[Data to examine]
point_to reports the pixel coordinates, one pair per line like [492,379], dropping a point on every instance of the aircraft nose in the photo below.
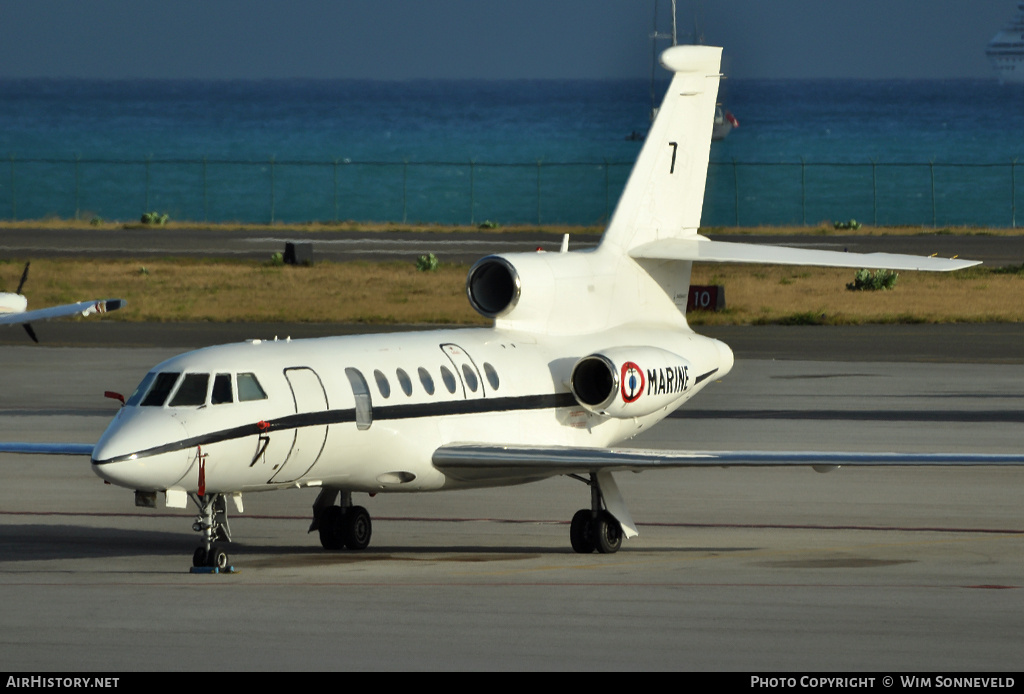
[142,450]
[/Data to examine]
[Data to examine]
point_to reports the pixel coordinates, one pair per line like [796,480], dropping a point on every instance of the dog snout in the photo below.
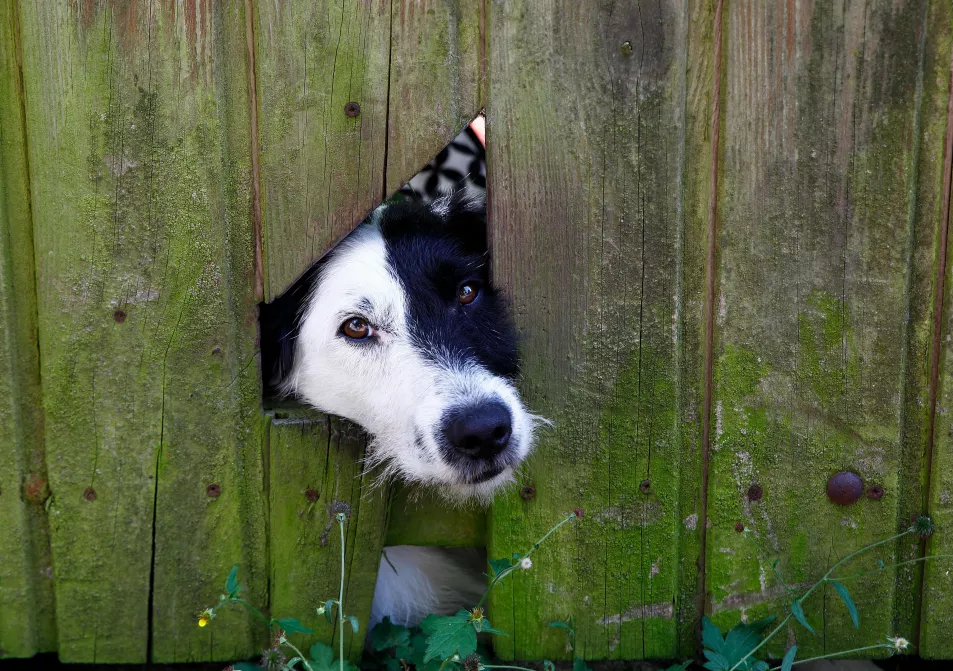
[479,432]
[/Data to examine]
[Data to examine]
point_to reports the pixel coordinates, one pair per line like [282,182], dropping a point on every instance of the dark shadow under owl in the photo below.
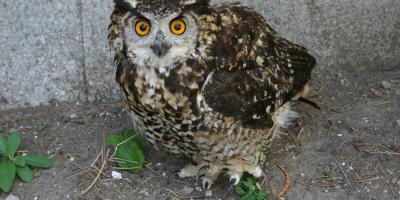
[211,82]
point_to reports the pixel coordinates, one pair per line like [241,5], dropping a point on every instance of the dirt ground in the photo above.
[/Data to examine]
◆ **About this exercise**
Pictures aside, return exactly the lines from the data above, starting at the line that has "owl in the photo below." and ending at the line that has "the photo above.", both included.

◆ **Result of this task**
point_to reports the pixel coordinates, one pair per line like [282,182], dropping a point on every instance of the dark shadow under owl in the photo below.
[211,82]
point_to reports the pixel coordinates, one pair per line like [241,5], dropping a point on every instance of the dirt ground in the photo above.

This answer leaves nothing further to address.